#### Task statement:
Rewrite the lines below as a Markdown table with two columns, "Row" for the row number and "Line" for the line itself, leaving out any blank lines.

#### Exercise materials:
----

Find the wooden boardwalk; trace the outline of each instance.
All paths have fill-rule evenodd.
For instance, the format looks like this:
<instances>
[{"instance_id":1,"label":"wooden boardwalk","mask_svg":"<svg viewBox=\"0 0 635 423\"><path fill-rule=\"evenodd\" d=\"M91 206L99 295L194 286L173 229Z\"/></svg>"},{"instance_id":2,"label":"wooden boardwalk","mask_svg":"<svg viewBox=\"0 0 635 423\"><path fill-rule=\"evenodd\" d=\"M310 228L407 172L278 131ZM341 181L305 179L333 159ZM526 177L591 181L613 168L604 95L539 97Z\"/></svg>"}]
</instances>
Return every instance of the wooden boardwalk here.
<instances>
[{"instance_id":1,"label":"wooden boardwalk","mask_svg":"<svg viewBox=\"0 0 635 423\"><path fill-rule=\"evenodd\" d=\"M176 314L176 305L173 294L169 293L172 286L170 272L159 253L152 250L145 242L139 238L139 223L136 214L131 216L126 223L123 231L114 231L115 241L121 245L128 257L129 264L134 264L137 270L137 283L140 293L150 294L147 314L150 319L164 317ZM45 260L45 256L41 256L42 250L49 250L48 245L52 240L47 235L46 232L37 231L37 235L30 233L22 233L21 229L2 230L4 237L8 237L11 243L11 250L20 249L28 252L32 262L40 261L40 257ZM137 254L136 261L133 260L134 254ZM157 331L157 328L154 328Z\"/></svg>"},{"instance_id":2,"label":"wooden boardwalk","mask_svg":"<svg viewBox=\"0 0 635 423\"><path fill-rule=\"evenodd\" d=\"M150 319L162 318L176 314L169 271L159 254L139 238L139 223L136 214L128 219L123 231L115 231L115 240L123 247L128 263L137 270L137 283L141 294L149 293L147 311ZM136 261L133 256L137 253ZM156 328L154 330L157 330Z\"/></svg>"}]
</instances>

----

#### Worked answer:
| Row | Line |
|---|---|
| 1 | Find the wooden boardwalk; trace the outline of each instance. |
| 2 | All paths have fill-rule evenodd. |
| 3 | For instance, the format looks like this: |
| 4 | <instances> |
| 5 | [{"instance_id":1,"label":"wooden boardwalk","mask_svg":"<svg viewBox=\"0 0 635 423\"><path fill-rule=\"evenodd\" d=\"M91 206L99 295L194 286L173 229Z\"/></svg>"},{"instance_id":2,"label":"wooden boardwalk","mask_svg":"<svg viewBox=\"0 0 635 423\"><path fill-rule=\"evenodd\" d=\"M310 228L407 172L278 131ZM341 181L305 179L333 159ZM526 177L591 181L613 168L604 95L539 97Z\"/></svg>"}] |
| 6 | </instances> |
| 7 | Return every instance of the wooden boardwalk here. |
| 8 | <instances> |
| 9 | [{"instance_id":1,"label":"wooden boardwalk","mask_svg":"<svg viewBox=\"0 0 635 423\"><path fill-rule=\"evenodd\" d=\"M176 314L176 305L173 294L169 293L172 286L170 272L159 253L152 250L145 242L139 238L139 223L136 214L131 216L126 223L123 231L114 231L115 241L121 245L128 257L129 264L134 264L137 270L137 283L140 293L150 294L147 314L150 319L164 317ZM45 260L45 256L41 256L42 250L49 250L48 245L52 240L47 235L46 232L37 231L37 235L30 233L22 233L21 229L2 230L4 237L8 237L11 243L11 250L20 249L28 252L32 262L40 261L40 257ZM137 254L136 261L133 260L134 254ZM157 331L157 328L154 328Z\"/></svg>"},{"instance_id":2,"label":"wooden boardwalk","mask_svg":"<svg viewBox=\"0 0 635 423\"><path fill-rule=\"evenodd\" d=\"M150 319L162 318L176 314L169 271L159 254L139 238L139 223L136 214L128 219L123 231L115 231L115 240L123 247L128 263L137 270L137 283L141 294L149 293L147 311ZM136 261L133 256L137 253ZM156 328L154 330L157 330Z\"/></svg>"}] |
| 10 | </instances> |